*TASK*: Retype the material below line for line, leaving every character as it stands.

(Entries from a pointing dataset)

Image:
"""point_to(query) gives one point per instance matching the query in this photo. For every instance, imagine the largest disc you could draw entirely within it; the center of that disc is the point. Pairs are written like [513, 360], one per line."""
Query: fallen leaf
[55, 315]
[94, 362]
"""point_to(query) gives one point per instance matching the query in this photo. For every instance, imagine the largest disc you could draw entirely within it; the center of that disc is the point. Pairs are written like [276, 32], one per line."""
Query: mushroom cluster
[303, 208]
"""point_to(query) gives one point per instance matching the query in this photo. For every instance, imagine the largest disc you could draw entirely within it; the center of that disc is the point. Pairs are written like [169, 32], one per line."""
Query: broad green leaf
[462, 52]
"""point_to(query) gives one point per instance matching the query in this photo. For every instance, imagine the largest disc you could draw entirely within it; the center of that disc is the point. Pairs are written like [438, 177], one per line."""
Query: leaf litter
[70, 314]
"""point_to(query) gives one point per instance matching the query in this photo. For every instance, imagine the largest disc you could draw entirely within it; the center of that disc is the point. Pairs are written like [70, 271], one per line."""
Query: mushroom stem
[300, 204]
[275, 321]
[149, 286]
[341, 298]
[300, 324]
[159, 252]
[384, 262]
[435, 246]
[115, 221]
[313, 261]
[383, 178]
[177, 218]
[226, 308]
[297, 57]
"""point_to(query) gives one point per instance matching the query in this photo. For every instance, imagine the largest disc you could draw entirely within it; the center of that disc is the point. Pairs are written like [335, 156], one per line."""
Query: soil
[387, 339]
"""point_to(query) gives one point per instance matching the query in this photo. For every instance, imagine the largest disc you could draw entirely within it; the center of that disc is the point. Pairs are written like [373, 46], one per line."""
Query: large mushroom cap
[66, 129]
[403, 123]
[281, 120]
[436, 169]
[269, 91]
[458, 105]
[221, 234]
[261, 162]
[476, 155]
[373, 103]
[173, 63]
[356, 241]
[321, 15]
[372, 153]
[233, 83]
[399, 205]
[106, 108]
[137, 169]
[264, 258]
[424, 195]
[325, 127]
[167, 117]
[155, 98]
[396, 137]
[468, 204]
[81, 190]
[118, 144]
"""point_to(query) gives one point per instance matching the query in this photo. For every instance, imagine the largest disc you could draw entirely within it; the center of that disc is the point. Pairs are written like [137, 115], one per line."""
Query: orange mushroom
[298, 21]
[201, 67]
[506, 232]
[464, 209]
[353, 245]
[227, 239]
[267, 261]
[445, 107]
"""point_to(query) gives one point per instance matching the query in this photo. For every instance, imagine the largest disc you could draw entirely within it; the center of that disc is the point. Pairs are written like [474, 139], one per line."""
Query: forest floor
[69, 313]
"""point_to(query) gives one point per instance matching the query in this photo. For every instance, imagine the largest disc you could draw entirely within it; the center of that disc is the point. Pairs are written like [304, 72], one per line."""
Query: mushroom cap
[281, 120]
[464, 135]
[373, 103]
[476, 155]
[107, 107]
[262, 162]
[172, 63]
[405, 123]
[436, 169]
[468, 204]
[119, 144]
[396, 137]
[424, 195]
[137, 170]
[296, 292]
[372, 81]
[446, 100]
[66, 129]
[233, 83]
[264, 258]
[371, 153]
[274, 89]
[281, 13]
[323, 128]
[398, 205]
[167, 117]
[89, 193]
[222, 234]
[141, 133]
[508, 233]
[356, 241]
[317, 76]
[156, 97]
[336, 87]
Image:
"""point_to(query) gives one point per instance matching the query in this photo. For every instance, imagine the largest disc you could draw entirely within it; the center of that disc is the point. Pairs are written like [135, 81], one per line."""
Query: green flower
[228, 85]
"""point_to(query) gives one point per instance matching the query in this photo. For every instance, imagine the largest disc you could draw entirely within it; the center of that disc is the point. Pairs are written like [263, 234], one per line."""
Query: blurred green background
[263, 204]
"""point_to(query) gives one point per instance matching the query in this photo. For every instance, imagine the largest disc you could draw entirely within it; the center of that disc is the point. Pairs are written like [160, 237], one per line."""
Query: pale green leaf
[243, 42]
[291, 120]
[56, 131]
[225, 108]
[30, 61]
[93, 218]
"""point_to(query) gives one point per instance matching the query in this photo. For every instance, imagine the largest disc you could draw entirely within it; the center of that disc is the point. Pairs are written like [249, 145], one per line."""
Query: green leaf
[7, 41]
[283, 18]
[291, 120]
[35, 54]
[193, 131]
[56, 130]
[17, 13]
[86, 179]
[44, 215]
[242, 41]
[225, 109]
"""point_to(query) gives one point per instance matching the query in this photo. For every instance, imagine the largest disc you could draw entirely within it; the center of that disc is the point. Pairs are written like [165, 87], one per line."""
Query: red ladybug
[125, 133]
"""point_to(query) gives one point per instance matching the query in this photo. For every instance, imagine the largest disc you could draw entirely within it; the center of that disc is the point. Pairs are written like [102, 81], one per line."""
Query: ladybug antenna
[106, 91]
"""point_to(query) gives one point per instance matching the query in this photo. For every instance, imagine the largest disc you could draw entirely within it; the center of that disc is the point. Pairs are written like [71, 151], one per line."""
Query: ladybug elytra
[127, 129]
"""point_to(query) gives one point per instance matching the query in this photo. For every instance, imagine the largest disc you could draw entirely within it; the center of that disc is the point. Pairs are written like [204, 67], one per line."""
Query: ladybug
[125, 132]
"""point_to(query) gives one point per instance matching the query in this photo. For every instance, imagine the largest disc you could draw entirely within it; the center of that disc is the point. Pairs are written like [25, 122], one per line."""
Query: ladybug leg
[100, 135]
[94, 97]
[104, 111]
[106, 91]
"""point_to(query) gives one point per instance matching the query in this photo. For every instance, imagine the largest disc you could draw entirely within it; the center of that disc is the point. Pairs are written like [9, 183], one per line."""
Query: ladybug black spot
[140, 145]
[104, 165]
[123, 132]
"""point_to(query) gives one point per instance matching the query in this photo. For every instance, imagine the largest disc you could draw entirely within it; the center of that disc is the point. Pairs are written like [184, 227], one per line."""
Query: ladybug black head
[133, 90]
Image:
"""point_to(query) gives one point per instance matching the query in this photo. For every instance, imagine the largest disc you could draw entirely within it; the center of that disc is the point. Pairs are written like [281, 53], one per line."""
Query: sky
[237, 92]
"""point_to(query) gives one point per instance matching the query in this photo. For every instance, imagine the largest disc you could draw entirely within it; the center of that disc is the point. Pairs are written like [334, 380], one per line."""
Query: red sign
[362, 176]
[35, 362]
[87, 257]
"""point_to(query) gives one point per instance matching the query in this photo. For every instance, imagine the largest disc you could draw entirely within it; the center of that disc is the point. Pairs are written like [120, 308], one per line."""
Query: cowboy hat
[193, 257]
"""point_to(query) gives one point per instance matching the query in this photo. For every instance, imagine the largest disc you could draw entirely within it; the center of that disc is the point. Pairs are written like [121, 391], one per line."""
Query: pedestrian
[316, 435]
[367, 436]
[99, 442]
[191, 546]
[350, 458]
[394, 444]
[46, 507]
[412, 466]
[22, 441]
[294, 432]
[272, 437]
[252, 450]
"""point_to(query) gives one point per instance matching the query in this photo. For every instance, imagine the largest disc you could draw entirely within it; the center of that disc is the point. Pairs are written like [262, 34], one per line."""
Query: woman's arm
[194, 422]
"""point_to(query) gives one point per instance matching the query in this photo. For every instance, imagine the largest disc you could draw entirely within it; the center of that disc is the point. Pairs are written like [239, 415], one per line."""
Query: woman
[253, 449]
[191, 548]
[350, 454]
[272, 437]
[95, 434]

*REPLY TO THE EXERCISE*:
Image:
"""point_to(query) gives one point per instance matching the query in this photo. For every instance, imagine the largest disc you could draw entirely within it; the center of that disc is the point. Pairs are written like [513, 360], one per line."""
Query: fallen leaf
[55, 315]
[94, 362]
"""point_to(query) gives one point per instance matching the query in this photo. For every instance, imagine the largest disc you could draw entirely within it; the center of that disc is the point. Pairs are written like [276, 32], one per line."""
Query: mushroom cluster
[303, 208]
"""point_to(query) gives one point per instance matching the query in this photo. For every instance, imagine the largest disc you could draw entirely within it; the center of that disc is the point. Pairs are written like [169, 32], one per line."""
Query: broad green leaf
[462, 52]
"""point_to(query) gives one point per instance matching the query in this photo. For every instance, imagine the largest disc you could draw entirely within it; the center of that disc is the point. Pairs are written like [438, 177], one per line."""
Query: leaf litter
[70, 314]
"""point_to(query) gives one point per instance matching the query in this photo. For every instance, imagine the largest disc you could draw entirely within it; the center of that disc is the point. Pairs are written like [70, 271], one per line."""
Query: mushroom stem
[300, 204]
[275, 321]
[149, 286]
[341, 298]
[300, 324]
[159, 252]
[384, 262]
[435, 246]
[115, 221]
[313, 261]
[383, 178]
[177, 218]
[226, 308]
[297, 57]
"""point_to(query) gives one point per instance matching the query in this photo. For every instance, imagine the largest disc you could draw entirely within it; the center of that disc is the point. Pairs are written like [335, 156], one per line."""
Query: soil
[387, 339]
"""point_to(query) gives one point per instance matching the query in this photo. For every instance, imagine the largest disc you could draw entirely within it; the center of that disc is the point. Pairs are written like [373, 46], one per line."""
Query: large mushroom cap
[66, 129]
[403, 123]
[281, 120]
[436, 169]
[269, 91]
[458, 105]
[221, 234]
[261, 162]
[476, 155]
[373, 103]
[173, 63]
[356, 241]
[321, 15]
[372, 153]
[233, 83]
[399, 205]
[106, 108]
[137, 169]
[264, 258]
[424, 195]
[325, 127]
[167, 117]
[155, 98]
[396, 137]
[468, 204]
[81, 190]
[118, 144]
"""point_to(query) gives one point per instance matching the query in this photo. For every instance, imagine the largest disc you could draw entirely within it; the center of that disc is the point. Pairs are written like [137, 115], one per line."""
Query: orange mushroom
[298, 21]
[201, 67]
[506, 232]
[464, 209]
[353, 245]
[227, 239]
[267, 261]
[445, 107]
"""point_to(query) gives one point per instance matching the query in this photo. For every instance, imagine the largest disc you could draw entirely within it; the center of that disc is the point. Pairs are written like [474, 139], one per line."""
Query: forest floor
[69, 313]
"""point_to(query) gives one point per instance matching the query in this photo. For every instance, imagine the largest disc you could draw entirely within it; the center of that disc is the point. Pairs are written like [304, 72], one per line."""
Query: mushroom cap
[281, 120]
[464, 135]
[373, 103]
[476, 155]
[107, 107]
[262, 162]
[172, 63]
[405, 123]
[436, 169]
[468, 204]
[119, 144]
[396, 137]
[424, 195]
[137, 170]
[296, 292]
[372, 81]
[446, 100]
[66, 129]
[233, 83]
[264, 258]
[371, 153]
[274, 89]
[281, 13]
[323, 128]
[398, 205]
[167, 117]
[89, 193]
[222, 234]
[141, 133]
[508, 233]
[356, 241]
[317, 76]
[156, 97]
[336, 87]
Image:
"""point_to(query) gives one point per instance matching the query in this photo. For every instance, imagine the largest disc you could draw entirely within it; the center of that disc is the point. Pairs are written like [135, 81], one per line."""
Query: green flower
[228, 85]
"""point_to(query) gives one point per instance matching the query in this photo. For every instance, imagine the largest disc you could draw entirely within it; the center of that disc is the point. Pairs are written like [263, 234], one per line."""
Query: blurred green background
[263, 204]
"""point_to(query) gives one point per instance matching the query in this photo. For every instance, imagine the largest disc you could draw entirely within it; the center of that disc is the point. Pairs are written like [160, 237], one per line."""
Query: pale green leaf
[243, 42]
[291, 120]
[56, 131]
[225, 108]
[30, 61]
[93, 218]
"""point_to(query) gives one point per instance matching the query in this photo. For every instance, imagine the largest disc you could draw entirely within it; the center of that disc is the point. Pairs are written like [249, 145], one per line."""
Query: green leaf
[7, 41]
[283, 18]
[291, 120]
[35, 54]
[193, 131]
[56, 130]
[17, 13]
[86, 179]
[44, 215]
[242, 41]
[225, 109]
"""point_to(query) gives one point per instance matching the query in this photo. For every instance, imagine the largest disc you could draw entirely within it; the center of that disc is the point. Pairs are written like [165, 87], one per line."""
Query: red ladybug
[125, 133]
"""point_to(query) gives one point per instance matching the query in this photo. For every instance, imagine the largest disc you could draw entirely within it; the center of that disc is the point. Pairs are written like [102, 81], one per line."""
Query: ladybug antenna
[106, 91]
"""point_to(query) gives one point per instance matching the query in this photo. For every instance, imagine the largest disc you could draw entirely within it; the center of that disc is the point. Pairs are written like [71, 151], one per line."""
Query: ladybug elytra
[127, 129]
"""point_to(query) gives one point per instance matching the query in this photo. For every instance, imagine the largest disc you could draw entirely within it; the center of that disc is the point. Pairs are written like [204, 67], one per line."""
Query: ladybug
[125, 132]
"""point_to(query) gives one point per instance matching the query in this photo. For every instance, imagine the largest disc you could draw entirely within it; the center of that disc is the point. Pairs are written like [25, 122], one per line."""
Query: ladybug leg
[100, 135]
[94, 97]
[104, 111]
[106, 91]
"""point_to(query) gives one point per instance matching the query in this photo. For every instance, imagine the largest disc you could draw entirely within it; the center of that disc is the point. Pairs are written like [9, 183], one per line."""
Query: ladybug black spot
[140, 145]
[104, 165]
[123, 132]
"""point_to(query) gives one point per instance matching the query in this photo. For every instance, imagine the largest disc you could draw entirely within it; the center of that disc is the point. Pairs are written like [184, 227], one per line."""
Query: ladybug black head
[133, 90]
Image:
"""point_to(query) gives one point per instance matching the query in this photo. For every instance, imagine the largest disc you could draw entirely within it; the center of that disc is the point. Pairs are written like [281, 53], one per line."""
Query: sky
[237, 92]
"""point_to(query) gives one point per instance matching the query in this photo. For every instance, imagine the largest disc you could draw entirely within it; the center of that disc is the point. Pairs are written like [334, 380], one per line."""
Query: red sign
[362, 176]
[35, 362]
[87, 257]
"""point_to(query) gives one point per instance matching the query in this photo. For every instance, imagine the largest disc you could draw entirely within it; the center of that disc is the point. Pairs are written like [120, 308], one per line."""
Query: cowboy hat
[193, 257]
"""point_to(query) gives one point per instance matching the query in this photo. For every instance, imagine the largest disc you could draw entirely within it; the center of that disc is the point. Pairs are written like [121, 391], one per line."""
Query: pedestrian
[316, 435]
[367, 436]
[99, 442]
[191, 546]
[350, 458]
[394, 444]
[46, 507]
[412, 466]
[22, 441]
[294, 432]
[272, 437]
[252, 450]
"""point_to(query) gives one point per instance matching the query in this photo. For every instance, imagine the largest disc you could draw entirely within it; the center of that disc is the point. Pairs are written like [262, 34], one per line."""
Query: woman's arm
[194, 422]
"""point_to(query) gives one point per instance matching the query in this photo. For every instance, imagine the largest disc you could draw entirely within it; the center of that disc is the point. Pairs are written like [239, 415], one per line."""
Query: woman
[253, 449]
[191, 548]
[350, 454]
[272, 437]
[95, 434]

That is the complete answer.